**Rows excerpted from a collection:**
===

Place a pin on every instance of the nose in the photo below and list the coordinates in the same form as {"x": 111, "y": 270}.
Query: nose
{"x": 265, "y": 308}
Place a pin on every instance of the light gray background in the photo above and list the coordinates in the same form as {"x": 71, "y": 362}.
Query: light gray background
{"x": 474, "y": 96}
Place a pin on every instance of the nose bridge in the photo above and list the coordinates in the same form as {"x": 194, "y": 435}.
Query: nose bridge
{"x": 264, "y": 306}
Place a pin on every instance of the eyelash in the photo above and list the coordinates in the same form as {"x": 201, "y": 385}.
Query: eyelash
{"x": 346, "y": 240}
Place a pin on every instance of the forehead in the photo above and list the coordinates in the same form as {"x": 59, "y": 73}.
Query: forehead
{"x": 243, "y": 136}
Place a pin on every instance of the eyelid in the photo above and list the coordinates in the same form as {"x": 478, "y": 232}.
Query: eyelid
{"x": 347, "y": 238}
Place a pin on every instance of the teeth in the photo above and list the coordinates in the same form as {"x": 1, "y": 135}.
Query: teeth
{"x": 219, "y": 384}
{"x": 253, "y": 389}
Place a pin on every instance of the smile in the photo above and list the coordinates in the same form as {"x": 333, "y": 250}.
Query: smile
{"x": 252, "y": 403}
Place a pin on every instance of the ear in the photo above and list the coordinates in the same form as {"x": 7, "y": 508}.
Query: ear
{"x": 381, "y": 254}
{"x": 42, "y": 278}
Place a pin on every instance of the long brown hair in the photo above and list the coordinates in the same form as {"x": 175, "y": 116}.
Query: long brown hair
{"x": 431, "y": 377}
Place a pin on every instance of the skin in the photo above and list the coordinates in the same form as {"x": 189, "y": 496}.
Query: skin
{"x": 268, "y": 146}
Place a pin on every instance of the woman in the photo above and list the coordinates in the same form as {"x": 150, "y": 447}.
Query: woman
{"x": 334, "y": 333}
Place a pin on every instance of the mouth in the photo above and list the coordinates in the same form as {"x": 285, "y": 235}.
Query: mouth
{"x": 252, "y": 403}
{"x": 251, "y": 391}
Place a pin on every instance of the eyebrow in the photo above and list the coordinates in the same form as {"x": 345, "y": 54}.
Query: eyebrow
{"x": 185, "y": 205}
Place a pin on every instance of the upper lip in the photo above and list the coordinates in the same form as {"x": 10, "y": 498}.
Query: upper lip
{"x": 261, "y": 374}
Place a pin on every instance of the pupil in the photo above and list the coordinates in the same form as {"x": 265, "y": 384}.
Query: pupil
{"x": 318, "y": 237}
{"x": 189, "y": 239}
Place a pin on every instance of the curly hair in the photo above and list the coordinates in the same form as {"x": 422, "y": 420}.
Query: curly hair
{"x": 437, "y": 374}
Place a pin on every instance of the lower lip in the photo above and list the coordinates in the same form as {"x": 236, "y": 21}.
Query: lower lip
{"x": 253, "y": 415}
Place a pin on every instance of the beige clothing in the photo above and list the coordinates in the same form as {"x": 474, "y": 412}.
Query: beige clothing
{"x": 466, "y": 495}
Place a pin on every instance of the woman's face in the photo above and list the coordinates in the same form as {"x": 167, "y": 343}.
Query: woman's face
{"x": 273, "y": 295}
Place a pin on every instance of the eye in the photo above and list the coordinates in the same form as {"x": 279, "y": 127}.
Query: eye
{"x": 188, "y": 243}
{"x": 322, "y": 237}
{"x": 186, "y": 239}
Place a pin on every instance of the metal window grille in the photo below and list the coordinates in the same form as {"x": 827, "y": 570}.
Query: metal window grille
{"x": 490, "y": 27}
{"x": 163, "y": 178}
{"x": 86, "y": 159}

===

**JOB:** Rewrite every one of the rows above as a numbered list, omitting any blank lines.

**EXPECTED OUTPUT:**
1. Place a pin on every instance of the nose in the photo below and list the coordinates in the same form as {"x": 111, "y": 270}.
2. Query: nose
3. {"x": 265, "y": 308}
4. Place a pin on every instance of the light gray background in the photo above and list the coordinates in the same form as {"x": 71, "y": 362}.
5. Query: light gray background
6. {"x": 474, "y": 96}
7. Place a pin on every instance of the nose bridge in the photo above and list the coordinates in the same form as {"x": 194, "y": 435}.
8. Query: nose bridge
9. {"x": 264, "y": 306}
10. Place a pin on every instance of the eyelash in the photo above and list the coordinates in the same form as {"x": 201, "y": 385}.
11. Query: eyelash
12. {"x": 346, "y": 240}
13. Place a pin on every instance of the forehead in the photo above and list the coordinates in the same form as {"x": 59, "y": 73}.
14. Query: forehead
15. {"x": 243, "y": 136}
16. Place a pin on every instance of the eyelid in the photo above and list the coordinates in the same form as {"x": 478, "y": 232}.
17. Query: eyelid
18. {"x": 347, "y": 238}
19. Place a pin on every instance of the teeth in the photo above and list the coordinates in the same form as {"x": 1, "y": 135}.
20. Query: teeth
21. {"x": 219, "y": 384}
22. {"x": 253, "y": 389}
23. Place a pin on every instance of the smile in the photo above and list the coordinates in the same form as {"x": 333, "y": 250}.
24. Query: smile
25. {"x": 252, "y": 403}
26. Place a pin on every instance of the ear in the photo above and list the coordinates in the same form as {"x": 7, "y": 508}.
27. Query: ear
28. {"x": 381, "y": 254}
29. {"x": 42, "y": 278}
30. Place a pin on every instance of the long brown hair in the photo above and list the coordinates in the same form as {"x": 175, "y": 116}.
31. Query: long brown hair
32. {"x": 431, "y": 377}
33. Place a pin on every instance of the skin in the photo above and list the coordinates in the same form as {"x": 189, "y": 496}.
34. Query: skin
35. {"x": 268, "y": 146}
36. Place a pin on every instance of the woman in the photo above and list the coordinates in the same form as {"x": 150, "y": 447}.
37. Query: woman
38. {"x": 334, "y": 333}
39. Place a pin on every instance of the mouth in the photo above and list the coordinates in the same form as {"x": 285, "y": 235}.
40. Query: mouth
41. {"x": 252, "y": 403}
42. {"x": 251, "y": 391}
43. Place a pin on every instance of the eyebrow in the photo above and list the coordinates in the same form as {"x": 345, "y": 54}.
44. Query: eyebrow
45. {"x": 185, "y": 205}
46. Place a pin on every instance of the upper lip in the photo above and list the coordinates in the same form as {"x": 10, "y": 498}.
47. Query: upper lip
48. {"x": 261, "y": 374}
49. Place a pin on every instance of the pupil in the photo above and list the coordinates in the same form as {"x": 265, "y": 384}.
50. Query: pupil
51. {"x": 318, "y": 237}
52. {"x": 189, "y": 239}
53. Place a pin on every instance of the curly hair in the photo above and list the coordinates in the same form as {"x": 422, "y": 420}.
54. Query: curly hair
55. {"x": 437, "y": 374}
56. Place a pin on every instance of the lower lip in the photo above and list the coordinates in the same form as {"x": 236, "y": 21}.
57. Query: lower lip
58. {"x": 253, "y": 415}
59. Place a pin on every instance of the beige clothing in the photo above and list the coordinates in the same form as {"x": 474, "y": 412}.
60. Query: beige clothing
61. {"x": 466, "y": 495}
62. Place a pin on every instance of the woman's face in the photo above and list the coordinates in the same form as {"x": 167, "y": 343}.
63. Query: woman's face
64. {"x": 273, "y": 295}
65. Place a pin on every instance of the eye in the photo above and list the coordinates in the same form as {"x": 279, "y": 127}.
66. Query: eye
67. {"x": 188, "y": 243}
68. {"x": 322, "y": 237}
69. {"x": 186, "y": 239}
70. Place a pin on every instance of the metal window grille in the photo below and list the coordinates in the same form as {"x": 827, "y": 570}.
71. Query: metal window grille
72. {"x": 490, "y": 27}
73. {"x": 163, "y": 178}
74. {"x": 86, "y": 159}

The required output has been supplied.